• **Given instruction**: Copy every line of the listing below word for word, leaving nothing out and changing nothing.
[start of Records for this exercise]
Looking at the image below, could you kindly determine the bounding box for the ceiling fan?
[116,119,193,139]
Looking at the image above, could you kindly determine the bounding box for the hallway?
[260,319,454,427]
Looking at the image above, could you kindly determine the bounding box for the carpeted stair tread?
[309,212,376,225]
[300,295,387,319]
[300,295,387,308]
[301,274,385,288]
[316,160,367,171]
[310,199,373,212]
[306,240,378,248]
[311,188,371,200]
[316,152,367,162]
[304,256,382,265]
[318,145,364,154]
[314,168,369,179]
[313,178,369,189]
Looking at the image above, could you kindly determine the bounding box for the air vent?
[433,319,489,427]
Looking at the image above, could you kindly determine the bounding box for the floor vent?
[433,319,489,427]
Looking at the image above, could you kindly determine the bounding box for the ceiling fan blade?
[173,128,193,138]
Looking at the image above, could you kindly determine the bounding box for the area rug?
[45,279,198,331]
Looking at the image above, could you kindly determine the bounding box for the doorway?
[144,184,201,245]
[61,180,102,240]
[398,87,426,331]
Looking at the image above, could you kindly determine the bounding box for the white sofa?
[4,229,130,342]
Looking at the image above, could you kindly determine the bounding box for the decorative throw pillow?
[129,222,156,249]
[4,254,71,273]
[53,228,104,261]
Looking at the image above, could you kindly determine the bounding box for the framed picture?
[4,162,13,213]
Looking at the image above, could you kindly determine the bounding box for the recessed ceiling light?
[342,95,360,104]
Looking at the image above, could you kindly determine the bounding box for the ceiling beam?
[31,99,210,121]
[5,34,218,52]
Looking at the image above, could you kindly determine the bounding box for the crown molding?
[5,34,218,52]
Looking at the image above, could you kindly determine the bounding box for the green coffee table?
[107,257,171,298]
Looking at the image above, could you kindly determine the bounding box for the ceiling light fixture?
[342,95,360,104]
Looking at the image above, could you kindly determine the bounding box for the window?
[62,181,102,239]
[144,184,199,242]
[end of Records for this exercise]
• **Complete answer**:
Looking at the image below, could you kindly determine the bounding box for the ceiling fan?
[116,119,193,139]
Looking at the image above, could you kindly determine the bounding box for the hallway?
[260,319,454,427]
Looking at the image above, could you kindly determine the bounding box for the carpeted stair tread?
[309,212,376,225]
[300,295,387,319]
[300,295,387,308]
[301,274,385,288]
[316,160,367,171]
[310,199,373,212]
[306,240,378,248]
[311,188,371,200]
[316,152,367,162]
[304,256,382,265]
[318,145,364,154]
[314,168,369,179]
[313,178,369,189]
Looking at the image above, could you kindly determine the bounding box for the air vent?
[433,319,489,427]
Looking at the image above, could you kindly determine the bounding box for the floor vent?
[433,319,489,427]
Looking at the image above, could you kindly determine the bounding box for the ceiling fan blade?
[173,128,193,138]
Looking at the image above, could you kindly determine the bounding box for the area rug?
[45,279,198,331]
Looking at the image above, could you kindly determine the bounding box for the doorway?
[144,184,201,245]
[61,180,102,240]
[398,87,426,331]
Looking at the image above, could you kindly determine the bounding box for the white sofa?
[4,229,130,342]
Looking at the image above, could you kindly determine the bounding box for the decorative throw pillow?
[129,222,156,249]
[4,254,71,273]
[53,228,104,261]
Looking at the image above, could you kindly determine the bounding box for the framed picture?
[4,162,13,213]
Looking at the image above, could you kindly determine the bounding box for the recessed ceiling light?
[342,95,360,104]
Looking at the image above, could you kindly determine the bounding box for the ceiling beam?
[31,99,210,121]
[5,34,218,52]
Looking at the image above, could you kindly determine the bounding box for the crown molding?
[5,34,218,52]
Looking at the image above, could you kindly determine the bounding box for the green coffee table?
[107,257,171,298]
Looking at the image above, could you kindly determine the bounding box for the ceiling light fixture?
[342,95,360,104]
Looking at the image above, could you kindly determine the bounding box for the window?
[62,181,102,239]
[144,184,199,242]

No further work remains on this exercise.